--- begin Exercise data ---

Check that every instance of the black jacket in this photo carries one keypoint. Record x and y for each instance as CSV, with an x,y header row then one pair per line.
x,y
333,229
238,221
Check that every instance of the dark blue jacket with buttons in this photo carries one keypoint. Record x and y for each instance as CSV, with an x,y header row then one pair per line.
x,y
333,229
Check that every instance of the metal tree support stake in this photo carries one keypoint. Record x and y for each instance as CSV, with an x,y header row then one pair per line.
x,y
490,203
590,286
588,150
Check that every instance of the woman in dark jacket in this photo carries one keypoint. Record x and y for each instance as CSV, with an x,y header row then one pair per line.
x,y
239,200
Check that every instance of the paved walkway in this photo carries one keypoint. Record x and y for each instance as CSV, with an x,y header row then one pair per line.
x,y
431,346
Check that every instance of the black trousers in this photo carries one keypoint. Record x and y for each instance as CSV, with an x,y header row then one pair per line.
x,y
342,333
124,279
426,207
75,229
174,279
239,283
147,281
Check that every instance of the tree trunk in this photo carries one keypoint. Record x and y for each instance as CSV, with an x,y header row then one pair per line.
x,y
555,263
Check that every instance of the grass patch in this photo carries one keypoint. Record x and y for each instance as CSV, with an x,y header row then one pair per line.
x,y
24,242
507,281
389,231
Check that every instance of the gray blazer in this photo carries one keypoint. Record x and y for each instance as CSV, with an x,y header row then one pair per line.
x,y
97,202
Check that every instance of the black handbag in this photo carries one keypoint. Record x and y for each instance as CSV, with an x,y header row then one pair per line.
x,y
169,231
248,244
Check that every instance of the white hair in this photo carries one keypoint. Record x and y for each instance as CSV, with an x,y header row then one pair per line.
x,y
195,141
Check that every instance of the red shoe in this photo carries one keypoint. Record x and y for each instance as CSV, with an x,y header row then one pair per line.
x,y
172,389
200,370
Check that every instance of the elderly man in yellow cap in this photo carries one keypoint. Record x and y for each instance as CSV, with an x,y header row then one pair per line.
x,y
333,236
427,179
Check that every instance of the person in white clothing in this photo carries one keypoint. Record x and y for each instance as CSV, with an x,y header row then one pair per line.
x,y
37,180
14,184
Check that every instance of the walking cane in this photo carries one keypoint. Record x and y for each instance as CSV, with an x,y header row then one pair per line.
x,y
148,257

--- end Exercise data ---

▸ **Stated exercise**
Reproduce every one of the records above line for line, changing nothing.

▸ **The output**
Check that every instance of the black jacket in this photo carries one keypoint. Record x and y for each instance as CSV, with an x,y header row then one pair per line.
x,y
333,229
238,221
Check that every instance of the dark blue jacket with buttons in this photo carries one keypoint. Record x and y for each instance as CSV, with an x,y header row then one pair per line.
x,y
333,229
Check that every instance of the metal tree support stake in this photo carries one keypoint. Record x and y for each instance as CSV, with an x,y header row then one pair per line.
x,y
490,203
590,286
588,150
Check that every instance of the woman in dark jacket in this photo carries one keypoint. Record x and y for each instance as CSV, with an x,y header row then one pair per line.
x,y
239,200
Check that every instance of the paved walkway in this photo carries one keypoint. Record x and y for each instance as CSV, with an x,y header row then one pair per line.
x,y
431,346
Check that every instance of the black trousers in this photo carries one keypoint. Record x and y for each instance as CSV, with an x,y header row then one pair per line.
x,y
342,333
124,279
426,207
75,229
174,279
239,283
147,281
Check that every instance of the tree trunk in this photo carries one keypoint. Record x and y for each instance as CSV, with an x,y header row then one pair per line.
x,y
555,263
Check that every instance of the grass patch in this photo carries one keypoint. Record x and y for each instance as CSV, with an x,y header row then one pair per line.
x,y
24,242
507,281
389,231
Check that every instance of the gray blazer in this photo carries one keypoint. Record x and y for each instance as CSV, with an x,y header row then one pair per line.
x,y
97,202
Check that every instance of the black handbag in this photo carries one keypoint. Record x and y for each instance as CSV, with an x,y header row then one pair per line.
x,y
169,231
248,244
Check that every instance of the white hair in this photo carries one keypoint. Record x and y for each instance as CSV, with an x,y header row then one pair per line.
x,y
195,141
Check that every instance of the red shoe in this photo carries one keypoint. Record x and y for each instance as CSV, with an x,y header row then one pair per line.
x,y
172,389
200,370
Check that every instance of the elderly man in yellow cap in this photo carries one keypoint. Record x and y for each instance as CSV, with an x,y header row then one pair per line.
x,y
333,236
427,179
Check that every instance of the person in white clothing in this photo carries one keypoint. Record x and y for each instance as CSV, with an x,y header row then one pair per line.
x,y
37,180
14,184
Check that every instance of the walking cane in this photo carries one keypoint. Record x and y for each instance as CSV, with an x,y header row then one pair per line.
x,y
148,257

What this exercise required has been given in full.